■ **Work instruction**
Go through the lines below and copy each one that holds the string "query".

■ **Given data**

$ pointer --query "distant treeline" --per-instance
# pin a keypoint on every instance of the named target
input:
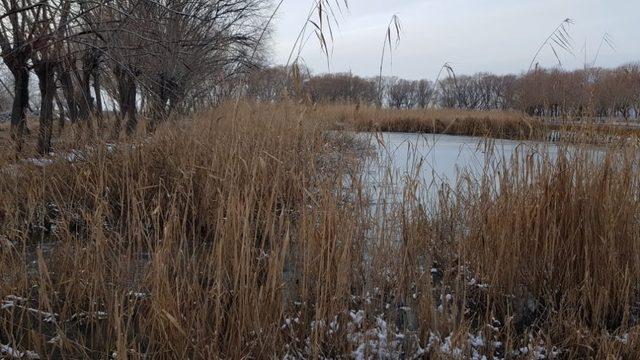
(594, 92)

--

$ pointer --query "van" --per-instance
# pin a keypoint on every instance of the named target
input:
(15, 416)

--

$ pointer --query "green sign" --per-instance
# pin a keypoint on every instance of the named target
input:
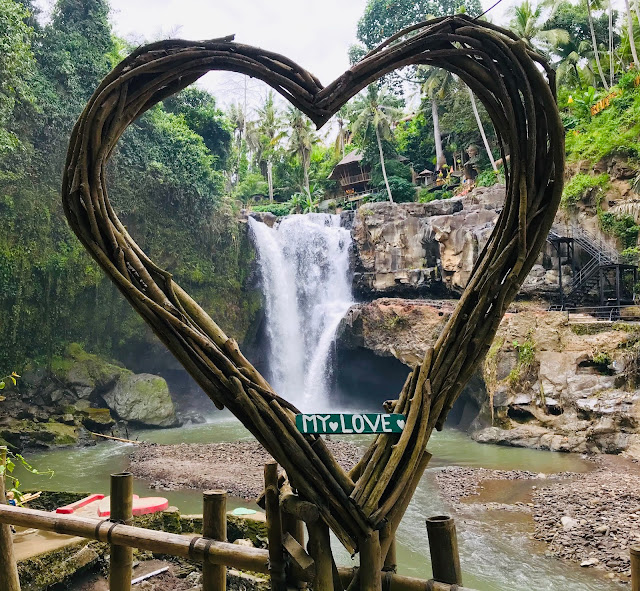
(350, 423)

■ **Output below**
$ pointer --query "distant treeline" --per-instance
$ pointer --query "van" --per-instance
$ pointer --query "green sign" --per-instance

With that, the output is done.